ISLAMABAD: Pakistan’s National Disaster Management Authority (NDMA) on Wednesday dispatched its 21st relief consignment for the war-affected people of Syria, Lebanon and Gaza who have suffered from Israeli military aggression in the Middle East. 

Israel has been attacking what it calls Iran-linked targets in Syria for years but has ramped up such raids since the Oct. 7, 2023, attack by Hamas on Israel, leading Israel to launch a military campaign in which more than 44,000 Palestinians have been killed in Gaza and more than 3,500 people in Lebanon.

On Tuesday, Israel approved a ceasefire agreement with Lebanon’s Hezbollah group that ended nearly 14 months of fighting linked to the war in Gaza. International aid agencies and the World Health Organization (WHO) have warned Israel’s military operations in Gaza have caused starvation and diseases for thousands of people in the area.

“On the directives of the Prime Minister of Pakistan, National Disaster Management Authority (NDMA) continues to provide humanitarian aid to the war-affected people of Gaza, Lebanon and Syria,” the NDMA said in a statement. 

The 21st consignment was dispatched from Pakistan’s eastern city of Rawalpindi to Syria. The relief items were sent with the help of the Pakistan Air Force, the NDMA said, adding that they comprised 17 tons of supplies which included blankets, food and medicines. 

The NDMA said Pakistan has dispatched a total of 1,273 tons of relief items to the war-affected people of Gaza, 372 tons to the people of Lebanon, and 111 tons to Syria. 
 “The Government of Pakistan continues to send relief supplies based on the needs of the war-affected populations of Lebanon and Palestine,” the authority said. 

Since the beginning of Israel’s war on Gaza, Pakistan has repeatedly raised the issue at the United Nations, the Organization of Islamic Cooperation and other multilateral platforms and demanded international powers and bodies stop Israeli military actions in Gaza.

» INPUT DATA
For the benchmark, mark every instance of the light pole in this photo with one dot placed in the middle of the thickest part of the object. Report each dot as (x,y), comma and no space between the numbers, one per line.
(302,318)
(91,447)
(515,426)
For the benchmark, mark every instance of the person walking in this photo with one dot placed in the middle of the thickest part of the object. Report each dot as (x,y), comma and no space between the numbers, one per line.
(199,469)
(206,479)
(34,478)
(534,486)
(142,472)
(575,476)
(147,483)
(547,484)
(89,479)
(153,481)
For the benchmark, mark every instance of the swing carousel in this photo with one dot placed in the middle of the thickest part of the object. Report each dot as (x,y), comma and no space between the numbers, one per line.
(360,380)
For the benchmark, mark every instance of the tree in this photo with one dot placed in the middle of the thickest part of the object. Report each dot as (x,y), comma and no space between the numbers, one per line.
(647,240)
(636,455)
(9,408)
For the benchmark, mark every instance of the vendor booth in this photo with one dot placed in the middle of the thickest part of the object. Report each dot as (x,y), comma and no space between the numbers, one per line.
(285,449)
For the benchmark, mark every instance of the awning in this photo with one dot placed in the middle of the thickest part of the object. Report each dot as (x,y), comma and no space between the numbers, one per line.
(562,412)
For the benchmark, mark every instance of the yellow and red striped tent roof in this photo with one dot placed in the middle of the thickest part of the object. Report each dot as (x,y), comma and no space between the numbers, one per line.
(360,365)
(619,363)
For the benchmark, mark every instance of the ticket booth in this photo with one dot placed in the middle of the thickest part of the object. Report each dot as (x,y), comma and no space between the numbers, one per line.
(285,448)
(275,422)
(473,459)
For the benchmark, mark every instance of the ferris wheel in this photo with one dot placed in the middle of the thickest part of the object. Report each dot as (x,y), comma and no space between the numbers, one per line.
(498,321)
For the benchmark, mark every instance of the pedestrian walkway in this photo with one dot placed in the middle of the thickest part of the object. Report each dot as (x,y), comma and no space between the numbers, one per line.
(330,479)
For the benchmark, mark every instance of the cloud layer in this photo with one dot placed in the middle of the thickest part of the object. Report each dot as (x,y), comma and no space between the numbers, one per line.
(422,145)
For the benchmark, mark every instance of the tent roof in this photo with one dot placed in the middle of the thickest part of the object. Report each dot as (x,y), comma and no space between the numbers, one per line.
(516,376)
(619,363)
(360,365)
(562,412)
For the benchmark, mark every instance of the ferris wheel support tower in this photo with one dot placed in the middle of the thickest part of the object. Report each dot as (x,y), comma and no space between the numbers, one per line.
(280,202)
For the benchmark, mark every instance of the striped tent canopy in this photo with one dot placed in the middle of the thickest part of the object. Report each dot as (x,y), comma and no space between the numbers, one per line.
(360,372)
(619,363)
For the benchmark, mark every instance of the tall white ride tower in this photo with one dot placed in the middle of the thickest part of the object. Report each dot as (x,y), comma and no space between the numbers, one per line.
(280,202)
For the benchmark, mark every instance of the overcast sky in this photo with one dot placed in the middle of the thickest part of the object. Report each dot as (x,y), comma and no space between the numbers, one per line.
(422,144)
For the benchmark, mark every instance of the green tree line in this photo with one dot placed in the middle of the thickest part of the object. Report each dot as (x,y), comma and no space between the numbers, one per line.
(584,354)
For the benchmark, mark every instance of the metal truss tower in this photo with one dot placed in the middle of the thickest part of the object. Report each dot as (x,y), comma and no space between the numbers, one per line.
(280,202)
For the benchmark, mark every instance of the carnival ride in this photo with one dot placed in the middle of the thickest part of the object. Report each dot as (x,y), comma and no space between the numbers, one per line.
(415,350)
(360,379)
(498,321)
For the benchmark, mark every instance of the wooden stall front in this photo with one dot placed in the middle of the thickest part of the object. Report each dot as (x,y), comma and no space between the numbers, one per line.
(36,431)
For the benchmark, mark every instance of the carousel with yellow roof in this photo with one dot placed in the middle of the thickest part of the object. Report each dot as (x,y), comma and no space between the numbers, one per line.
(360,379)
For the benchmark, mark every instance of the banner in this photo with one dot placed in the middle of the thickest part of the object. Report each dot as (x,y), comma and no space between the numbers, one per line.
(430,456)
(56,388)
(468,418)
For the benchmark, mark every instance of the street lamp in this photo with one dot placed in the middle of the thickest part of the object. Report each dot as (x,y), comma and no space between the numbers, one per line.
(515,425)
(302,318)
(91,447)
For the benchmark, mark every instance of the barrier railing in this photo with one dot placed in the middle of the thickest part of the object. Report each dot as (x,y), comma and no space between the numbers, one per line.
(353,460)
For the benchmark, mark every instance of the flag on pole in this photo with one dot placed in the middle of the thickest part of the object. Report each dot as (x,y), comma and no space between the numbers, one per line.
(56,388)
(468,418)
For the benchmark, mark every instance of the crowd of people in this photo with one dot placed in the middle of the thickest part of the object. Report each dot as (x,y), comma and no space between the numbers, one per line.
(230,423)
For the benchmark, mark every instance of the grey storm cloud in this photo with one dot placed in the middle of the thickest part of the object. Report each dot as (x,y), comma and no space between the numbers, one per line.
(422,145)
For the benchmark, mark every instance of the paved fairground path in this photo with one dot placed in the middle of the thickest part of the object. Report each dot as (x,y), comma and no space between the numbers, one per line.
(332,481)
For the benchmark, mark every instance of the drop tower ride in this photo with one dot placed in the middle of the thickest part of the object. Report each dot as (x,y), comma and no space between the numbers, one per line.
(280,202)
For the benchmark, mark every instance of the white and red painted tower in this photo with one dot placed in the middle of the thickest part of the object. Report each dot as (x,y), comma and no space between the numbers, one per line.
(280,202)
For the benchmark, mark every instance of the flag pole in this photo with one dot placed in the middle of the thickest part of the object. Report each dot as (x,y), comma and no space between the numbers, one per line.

» WHAT THIS EXERCISE ASKS
1. According to the NDMA relief article, from which city was the 21st consignment sent?
2. Name every type of supply that the NDMA relief article says the 21st consignment included.
3. Please duplicate the section of the NDMA relief article that opens with the words containing "The NDMA said Pakistan" and closes with "the authority said.".
The entries come from a different source than the article.

» EXERCISE RESPONSES
1. Rawalpindi

2. Blankets, food, medicines

3.
The NDMA said Pakistan has dispatched a total of 1,273 tons of relief items to the war-affected people of Gaza, 372 tons to the people of Lebanon, and 111 tons to Syria. 
 “The Government of Pakistan continues to send relief supplies based on the needs of the war-affected populations of Lebanon and Palestine,” the authority said.